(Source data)
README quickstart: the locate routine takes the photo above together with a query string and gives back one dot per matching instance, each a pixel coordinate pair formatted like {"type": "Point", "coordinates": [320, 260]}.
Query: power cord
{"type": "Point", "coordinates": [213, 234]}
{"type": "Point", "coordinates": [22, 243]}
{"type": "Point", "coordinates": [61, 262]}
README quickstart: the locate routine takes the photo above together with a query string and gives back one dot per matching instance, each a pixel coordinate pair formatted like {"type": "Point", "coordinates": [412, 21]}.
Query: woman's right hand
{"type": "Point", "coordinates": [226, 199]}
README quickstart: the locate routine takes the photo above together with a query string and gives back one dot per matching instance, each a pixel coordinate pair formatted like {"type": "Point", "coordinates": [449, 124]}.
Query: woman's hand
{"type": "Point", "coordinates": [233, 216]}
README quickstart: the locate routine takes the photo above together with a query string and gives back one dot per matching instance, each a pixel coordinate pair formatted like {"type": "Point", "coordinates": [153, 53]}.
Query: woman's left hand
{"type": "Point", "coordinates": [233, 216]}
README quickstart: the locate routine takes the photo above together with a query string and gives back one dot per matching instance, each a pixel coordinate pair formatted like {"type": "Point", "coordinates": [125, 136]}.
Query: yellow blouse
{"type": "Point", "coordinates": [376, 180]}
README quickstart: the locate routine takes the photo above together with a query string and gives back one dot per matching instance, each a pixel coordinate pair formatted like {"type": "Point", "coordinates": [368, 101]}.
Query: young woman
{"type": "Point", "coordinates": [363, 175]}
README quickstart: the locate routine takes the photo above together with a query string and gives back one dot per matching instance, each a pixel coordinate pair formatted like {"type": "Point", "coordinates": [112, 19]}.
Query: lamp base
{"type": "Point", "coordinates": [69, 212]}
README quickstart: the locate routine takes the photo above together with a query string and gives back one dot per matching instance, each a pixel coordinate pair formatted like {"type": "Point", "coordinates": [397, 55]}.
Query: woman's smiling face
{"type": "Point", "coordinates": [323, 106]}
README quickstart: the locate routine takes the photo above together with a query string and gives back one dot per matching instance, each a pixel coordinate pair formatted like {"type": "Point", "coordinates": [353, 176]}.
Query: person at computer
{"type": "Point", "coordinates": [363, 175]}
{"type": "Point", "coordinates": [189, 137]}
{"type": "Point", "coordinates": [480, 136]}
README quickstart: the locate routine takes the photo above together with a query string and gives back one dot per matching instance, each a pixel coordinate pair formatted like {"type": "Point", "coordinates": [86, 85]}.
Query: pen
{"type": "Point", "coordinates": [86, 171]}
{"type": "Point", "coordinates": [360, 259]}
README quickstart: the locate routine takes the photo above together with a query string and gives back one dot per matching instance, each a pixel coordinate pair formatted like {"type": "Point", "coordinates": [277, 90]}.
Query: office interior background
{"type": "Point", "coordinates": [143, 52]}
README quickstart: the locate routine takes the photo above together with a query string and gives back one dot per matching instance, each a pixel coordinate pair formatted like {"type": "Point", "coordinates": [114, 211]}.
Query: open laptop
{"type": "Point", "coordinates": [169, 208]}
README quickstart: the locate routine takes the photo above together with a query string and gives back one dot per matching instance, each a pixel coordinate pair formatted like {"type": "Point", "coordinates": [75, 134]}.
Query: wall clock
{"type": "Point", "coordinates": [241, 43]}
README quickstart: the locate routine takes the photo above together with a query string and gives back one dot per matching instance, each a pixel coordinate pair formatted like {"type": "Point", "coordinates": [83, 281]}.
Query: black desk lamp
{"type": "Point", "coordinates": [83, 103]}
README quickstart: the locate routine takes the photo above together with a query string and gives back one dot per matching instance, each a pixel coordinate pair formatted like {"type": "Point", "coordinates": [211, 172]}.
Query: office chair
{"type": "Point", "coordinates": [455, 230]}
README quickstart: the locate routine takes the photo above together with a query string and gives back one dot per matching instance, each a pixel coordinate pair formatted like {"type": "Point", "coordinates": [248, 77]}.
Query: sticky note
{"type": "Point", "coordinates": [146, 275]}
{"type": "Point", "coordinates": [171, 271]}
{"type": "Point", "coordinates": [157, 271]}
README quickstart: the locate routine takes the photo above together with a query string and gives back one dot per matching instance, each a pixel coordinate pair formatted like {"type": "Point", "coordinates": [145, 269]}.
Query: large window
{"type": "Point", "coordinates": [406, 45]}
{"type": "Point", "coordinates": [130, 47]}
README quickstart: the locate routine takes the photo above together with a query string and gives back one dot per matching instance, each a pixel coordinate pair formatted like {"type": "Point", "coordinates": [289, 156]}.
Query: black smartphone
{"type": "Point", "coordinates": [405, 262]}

# Work to complete:
An exact copy of the lines from the one containing "Query: wall clock" through the end of the data above is the whole answer.

# Result of this exercise:
Query: wall clock
{"type": "Point", "coordinates": [241, 43]}
README quickstart: the locate routine takes the photo above together with a query string and gives back one dot per matching instance, each a pixel coordinate pair formatted like {"type": "Point", "coordinates": [83, 281]}.
Query: black desk lamp
{"type": "Point", "coordinates": [83, 103]}
README quickstart: the locate routine takes the photo above together with a query string and gives back one dot per matching instance, each a pixel coordinate pair formatted like {"type": "Point", "coordinates": [211, 172]}.
Query: office chair
{"type": "Point", "coordinates": [455, 230]}
README quickstart: the locate routine takes the photo above together with a query string and gives back one dot per matching instance, each a pixel coordinate pair formatted like {"type": "Point", "coordinates": [248, 77]}.
Query: sticky note
{"type": "Point", "coordinates": [146, 275]}
{"type": "Point", "coordinates": [171, 271]}
{"type": "Point", "coordinates": [157, 271]}
README quickstart: the locate routine takes the photo above together with a query string and gives back one dot per matching instance, each a pixel coordinate pair formatted like {"type": "Point", "coordinates": [145, 269]}.
Query: large window
{"type": "Point", "coordinates": [406, 45]}
{"type": "Point", "coordinates": [130, 47]}
README quickstart: the locate routine takes the photo above together with a query string and gives back one dot per matching instance, each a pixel coordinate pair formatted like {"type": "Point", "coordinates": [289, 156]}.
Query: black smartphone
{"type": "Point", "coordinates": [405, 262]}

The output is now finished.